**EXERCISE AIM:** Copy out the entries starting at the line that contains "In this picture, where can the calm" and ending at the line that contains "point(1115, 689)", with "calm water" swapped for "still water" wherever it occurs and nothing else changed.

**SUPPLIED DATA:**
========

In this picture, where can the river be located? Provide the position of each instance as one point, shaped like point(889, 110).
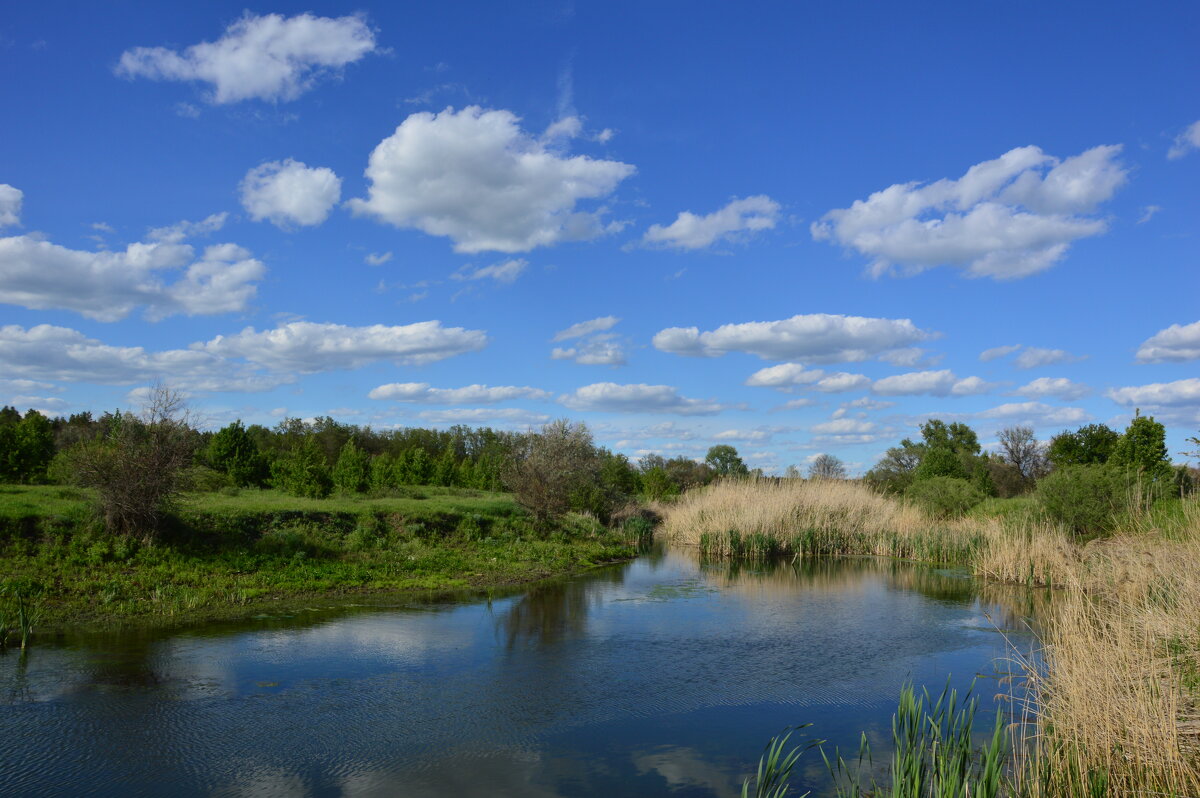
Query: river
point(663, 676)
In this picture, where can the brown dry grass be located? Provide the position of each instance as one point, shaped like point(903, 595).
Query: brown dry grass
point(1116, 688)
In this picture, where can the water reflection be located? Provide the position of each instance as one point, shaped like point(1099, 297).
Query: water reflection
point(666, 675)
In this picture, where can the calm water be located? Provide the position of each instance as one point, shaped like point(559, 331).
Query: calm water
point(658, 677)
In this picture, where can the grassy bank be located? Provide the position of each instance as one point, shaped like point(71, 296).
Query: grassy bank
point(1116, 690)
point(223, 555)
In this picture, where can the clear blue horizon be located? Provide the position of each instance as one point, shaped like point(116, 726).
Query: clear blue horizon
point(796, 229)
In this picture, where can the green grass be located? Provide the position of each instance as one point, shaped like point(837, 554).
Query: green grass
point(226, 556)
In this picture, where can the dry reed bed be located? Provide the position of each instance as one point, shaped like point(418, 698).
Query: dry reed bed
point(1119, 676)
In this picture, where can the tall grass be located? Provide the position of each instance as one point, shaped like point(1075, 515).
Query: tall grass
point(1115, 689)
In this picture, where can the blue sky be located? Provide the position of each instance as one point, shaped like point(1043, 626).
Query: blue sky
point(793, 228)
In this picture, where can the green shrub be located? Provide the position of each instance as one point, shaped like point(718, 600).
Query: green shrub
point(1084, 498)
point(945, 497)
point(203, 479)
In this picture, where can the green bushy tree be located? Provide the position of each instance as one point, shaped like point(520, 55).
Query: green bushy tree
point(233, 451)
point(1089, 445)
point(945, 497)
point(1084, 498)
point(1141, 450)
point(304, 472)
point(352, 472)
point(725, 461)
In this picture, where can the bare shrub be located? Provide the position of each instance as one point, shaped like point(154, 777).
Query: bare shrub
point(139, 467)
point(551, 467)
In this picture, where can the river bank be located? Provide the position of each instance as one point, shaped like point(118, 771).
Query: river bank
point(1115, 687)
point(229, 555)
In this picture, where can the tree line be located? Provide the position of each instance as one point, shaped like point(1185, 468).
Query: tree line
point(1083, 478)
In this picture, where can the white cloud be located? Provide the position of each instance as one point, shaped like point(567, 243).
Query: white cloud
point(1182, 393)
point(10, 204)
point(739, 217)
point(611, 397)
point(1186, 142)
point(289, 192)
point(591, 327)
point(309, 347)
point(108, 286)
point(477, 178)
point(1037, 357)
point(267, 58)
point(1036, 413)
point(503, 273)
point(935, 383)
point(424, 394)
point(815, 337)
point(1176, 343)
point(1057, 387)
point(1003, 219)
point(999, 352)
point(485, 415)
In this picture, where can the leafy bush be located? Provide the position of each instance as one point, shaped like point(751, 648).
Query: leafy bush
point(945, 497)
point(304, 472)
point(1085, 498)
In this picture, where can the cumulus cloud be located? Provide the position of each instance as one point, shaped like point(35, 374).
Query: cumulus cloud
point(10, 204)
point(815, 337)
point(1036, 413)
point(108, 286)
point(477, 178)
point(934, 383)
point(1057, 387)
point(421, 393)
point(1176, 343)
point(738, 219)
point(1182, 393)
point(611, 397)
point(1003, 219)
point(591, 327)
point(289, 192)
point(309, 347)
point(1186, 142)
point(268, 58)
point(503, 273)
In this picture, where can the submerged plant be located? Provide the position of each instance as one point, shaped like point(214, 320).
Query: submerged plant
point(935, 754)
point(774, 774)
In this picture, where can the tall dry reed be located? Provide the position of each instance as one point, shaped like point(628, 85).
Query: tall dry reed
point(1116, 687)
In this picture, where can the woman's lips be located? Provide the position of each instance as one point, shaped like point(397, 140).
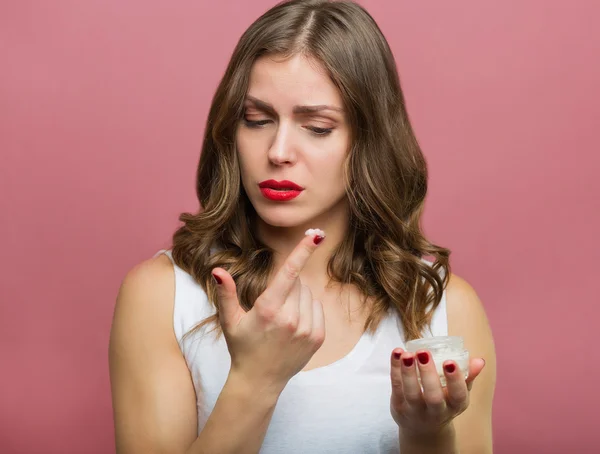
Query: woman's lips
point(280, 195)
point(280, 191)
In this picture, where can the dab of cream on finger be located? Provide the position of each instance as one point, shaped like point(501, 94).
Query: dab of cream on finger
point(317, 232)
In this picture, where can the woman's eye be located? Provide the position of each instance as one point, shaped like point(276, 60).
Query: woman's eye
point(255, 123)
point(320, 131)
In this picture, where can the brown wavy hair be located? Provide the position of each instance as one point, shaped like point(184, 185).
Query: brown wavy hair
point(385, 171)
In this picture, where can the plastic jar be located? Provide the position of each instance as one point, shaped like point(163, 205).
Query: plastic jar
point(442, 348)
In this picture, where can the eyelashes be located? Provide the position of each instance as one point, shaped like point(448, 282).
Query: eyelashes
point(313, 129)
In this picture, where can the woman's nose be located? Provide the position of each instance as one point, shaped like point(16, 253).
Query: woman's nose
point(281, 150)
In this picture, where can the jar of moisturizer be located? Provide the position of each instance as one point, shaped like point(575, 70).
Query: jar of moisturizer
point(442, 348)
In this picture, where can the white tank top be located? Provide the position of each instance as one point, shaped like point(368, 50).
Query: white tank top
point(343, 407)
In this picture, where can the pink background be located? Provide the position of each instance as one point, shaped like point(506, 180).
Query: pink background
point(102, 107)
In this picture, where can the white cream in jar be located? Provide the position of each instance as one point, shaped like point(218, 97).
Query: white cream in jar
point(442, 348)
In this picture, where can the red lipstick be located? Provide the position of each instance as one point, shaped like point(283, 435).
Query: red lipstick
point(280, 191)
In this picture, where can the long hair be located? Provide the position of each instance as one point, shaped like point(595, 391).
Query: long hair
point(385, 171)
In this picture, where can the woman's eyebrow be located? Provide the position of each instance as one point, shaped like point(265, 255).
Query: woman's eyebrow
point(268, 108)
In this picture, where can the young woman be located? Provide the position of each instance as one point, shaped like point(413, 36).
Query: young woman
point(277, 322)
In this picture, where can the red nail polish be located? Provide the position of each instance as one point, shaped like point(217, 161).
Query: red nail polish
point(423, 357)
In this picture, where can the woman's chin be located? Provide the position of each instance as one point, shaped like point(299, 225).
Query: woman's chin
point(283, 220)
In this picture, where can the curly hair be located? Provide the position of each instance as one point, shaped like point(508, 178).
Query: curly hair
point(385, 172)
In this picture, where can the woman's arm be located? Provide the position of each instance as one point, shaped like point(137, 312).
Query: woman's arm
point(154, 401)
point(470, 432)
point(467, 318)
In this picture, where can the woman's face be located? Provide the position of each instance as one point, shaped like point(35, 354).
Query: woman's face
point(294, 130)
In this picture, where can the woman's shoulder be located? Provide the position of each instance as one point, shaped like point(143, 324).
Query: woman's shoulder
point(148, 291)
point(461, 298)
point(467, 318)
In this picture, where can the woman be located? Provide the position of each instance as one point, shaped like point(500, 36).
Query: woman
point(278, 320)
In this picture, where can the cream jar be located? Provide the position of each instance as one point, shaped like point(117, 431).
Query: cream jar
point(442, 348)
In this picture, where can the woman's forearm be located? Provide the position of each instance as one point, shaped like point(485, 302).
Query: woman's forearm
point(239, 420)
point(442, 443)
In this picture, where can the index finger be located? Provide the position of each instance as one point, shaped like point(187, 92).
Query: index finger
point(286, 276)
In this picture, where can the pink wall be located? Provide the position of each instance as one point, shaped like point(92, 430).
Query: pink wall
point(102, 106)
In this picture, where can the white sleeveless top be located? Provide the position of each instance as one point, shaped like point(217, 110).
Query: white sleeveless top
point(343, 407)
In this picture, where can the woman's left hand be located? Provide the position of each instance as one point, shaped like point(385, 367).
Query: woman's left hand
point(431, 410)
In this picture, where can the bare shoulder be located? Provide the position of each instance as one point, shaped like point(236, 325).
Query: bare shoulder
point(146, 295)
point(153, 396)
point(467, 318)
point(464, 308)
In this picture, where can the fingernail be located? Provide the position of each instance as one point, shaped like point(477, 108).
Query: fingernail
point(423, 358)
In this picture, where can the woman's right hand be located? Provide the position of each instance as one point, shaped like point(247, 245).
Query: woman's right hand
point(274, 340)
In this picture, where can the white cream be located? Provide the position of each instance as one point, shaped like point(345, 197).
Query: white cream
point(315, 232)
point(442, 348)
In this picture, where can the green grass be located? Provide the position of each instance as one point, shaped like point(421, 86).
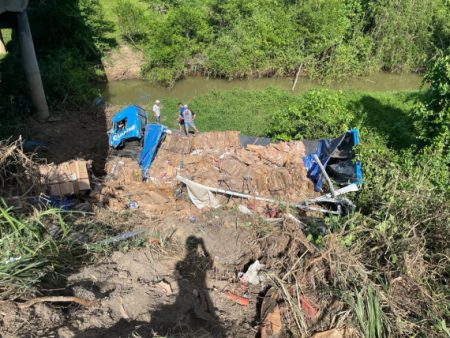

========

**RESPONSE BELOW:**
In this picture, where can the still water be located? Provide the position of each instance as one point, shaped like point(559, 331).
Query: still water
point(658, 677)
In this picture, where can the grassy bank be located? Provide the position of each instance as one point, shaped like point(71, 296).
Query: grassy bank
point(1116, 690)
point(223, 555)
In this picture, where can the clear blue horizon be located? Provide the position of each instance as one point, shaped like point(116, 726).
Query: clear blue horizon
point(796, 229)
In this picture, where can the green grass be located? Provide the position of each instance as one point, shaped like point(837, 554).
Query: green grass
point(226, 556)
In this picture, where can the dry reed bed be located? Provide the position of each instance as one point, shaped like point(418, 698).
Query: dry reed bed
point(1119, 676)
In this picture, where can the tall grass be located? Provide the position of each instance as one point, shaped like point(1075, 515).
Query: tall grass
point(1115, 689)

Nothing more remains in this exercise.